[EXCERPTED PASSAGE start]

The backstory: my daughter started piano at age five, which is completely normal in Hong Kong. She liked it. She had a reasonable ear, her teacher said, and good finger coordination for her age. The teacher — quietly, as a suggestion — mentioned ABRSM when my daughter turned six. I heard this as a mission statement. By the time she was seven, we were doing Grade 2. By the time she was crying in the lift, we had begun preparation for Grade 4 and she was practising forty minutes a day on a schedule I had drawn up on a spreadsheet.
The spreadsheet. I had a spreadsheet for my seven-year-old's piano practice schedule. Let that sentence sit.
ABRSM — the Associated Board of the Royal Schools of Music — is genuinely prestigious and genuinely useful if you want to pursue music seriously or use music qualifications for certain school applications. In Hong Kong, the ABRSM Grade 8 has become a kind of unofficial extracurricular currency, an item on a secondary school application that signals discipline and long-term commitment. Many Hong Kong parents pursue it for exactly this reason, and the system has developed accordingly. There are teachers who do nothing but ABRSM prep. There are tutorial centres specifically for music grades. There are parents who have mapped out an eight-year plan from Grade 1 to Grade 8 before the child has touched a piano.
I was not quite that parent. But I was adjacent to that parent, and I was getting closer every week.
What changed: I came home one afternoon to find my daughter at the piano, playing. Not practising. Just playing — something she'd made up herself, a small wandering melody that had nothing to do with her Grade 4 pieces. She didn't know I was there. She was completely absorbed. When she heard me and stopped, she got that particular look on her face — a kind of guilty collapse — as if she'd been caught doing something she wasn't supposed to.
She was apologising to me for playing the piano for fun.
I don't want to be dramatic about this moment, but it was the moment I understood what I had done. I had taken something she loved and turned it into something she owed me. The crying in the lift wasn't about the lesson. It was about the lesson representing everything the piano had become — a performance, a grade, a credential, a thing she was being measured against. When had anyone last asked her what she liked about playing?

[EXCERPTED PASSAGE end]
[RECORDED INFORMATION start]

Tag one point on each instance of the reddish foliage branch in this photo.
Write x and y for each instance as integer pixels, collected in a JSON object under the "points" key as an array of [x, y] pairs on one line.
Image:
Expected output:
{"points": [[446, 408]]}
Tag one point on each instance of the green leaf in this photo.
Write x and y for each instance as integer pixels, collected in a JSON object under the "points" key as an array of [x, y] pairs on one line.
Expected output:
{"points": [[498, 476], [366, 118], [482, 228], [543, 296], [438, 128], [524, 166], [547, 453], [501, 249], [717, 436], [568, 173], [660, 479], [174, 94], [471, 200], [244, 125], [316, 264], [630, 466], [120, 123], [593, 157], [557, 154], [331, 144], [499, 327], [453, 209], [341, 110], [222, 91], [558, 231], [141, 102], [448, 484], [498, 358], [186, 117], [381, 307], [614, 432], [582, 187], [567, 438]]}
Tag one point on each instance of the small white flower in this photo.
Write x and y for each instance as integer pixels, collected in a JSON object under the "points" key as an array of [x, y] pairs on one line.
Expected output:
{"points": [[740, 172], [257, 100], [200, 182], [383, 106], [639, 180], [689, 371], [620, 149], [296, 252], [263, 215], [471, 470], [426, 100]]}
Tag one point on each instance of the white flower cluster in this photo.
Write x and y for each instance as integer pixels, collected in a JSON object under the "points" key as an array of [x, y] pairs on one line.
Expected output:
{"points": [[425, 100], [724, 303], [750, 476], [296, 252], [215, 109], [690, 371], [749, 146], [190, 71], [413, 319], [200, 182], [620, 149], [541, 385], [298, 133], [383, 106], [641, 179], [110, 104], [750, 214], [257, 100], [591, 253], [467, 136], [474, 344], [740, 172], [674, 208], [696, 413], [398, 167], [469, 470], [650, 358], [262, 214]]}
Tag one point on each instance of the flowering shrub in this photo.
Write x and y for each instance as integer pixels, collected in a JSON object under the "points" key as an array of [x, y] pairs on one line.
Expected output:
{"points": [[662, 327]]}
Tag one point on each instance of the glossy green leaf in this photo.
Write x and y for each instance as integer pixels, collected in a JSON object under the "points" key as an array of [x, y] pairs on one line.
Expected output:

[RECORDED INFORMATION end]
[RECORDED INFORMATION start]

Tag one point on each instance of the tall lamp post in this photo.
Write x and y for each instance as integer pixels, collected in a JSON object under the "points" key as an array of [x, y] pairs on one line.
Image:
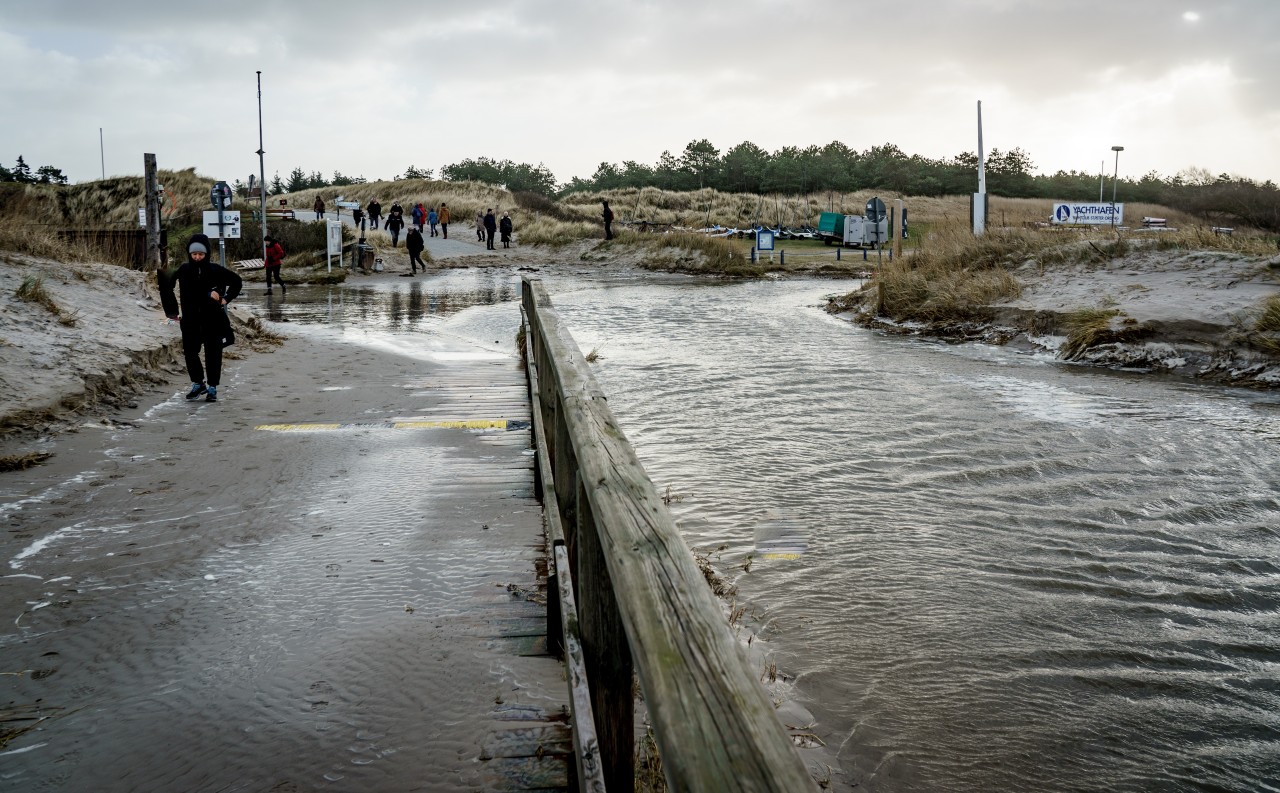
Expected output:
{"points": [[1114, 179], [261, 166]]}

[RECORDED INFORMATION end]

WHAT YOU NEED TO DO
(A) In the piano passage, list each thing the piano is said to have become.
(B) Reproduce the part of the piano passage starting with "I was not quite" and going on through "wasn't supposed to.".

SOLUTIONS IN ORDER
(A)
- a performance
- a grade
- a credential
- a thing she was being measured against

(B)
I was not quite that parent. But I was adjacent to that parent, and I was getting closer every week.
What changed: I came home one afternoon to find my daughter at the piano, playing. Not practising. Just playing — something she'd made up herself, a small wandering melody that had nothing to do with her Grade 4 pieces. She didn't know I was there. She was completely absorbed. When she heard me and stopped, she got that particular look on her face — a kind of guilty collapse — as if she'd been caught doing something she wasn't supposed to.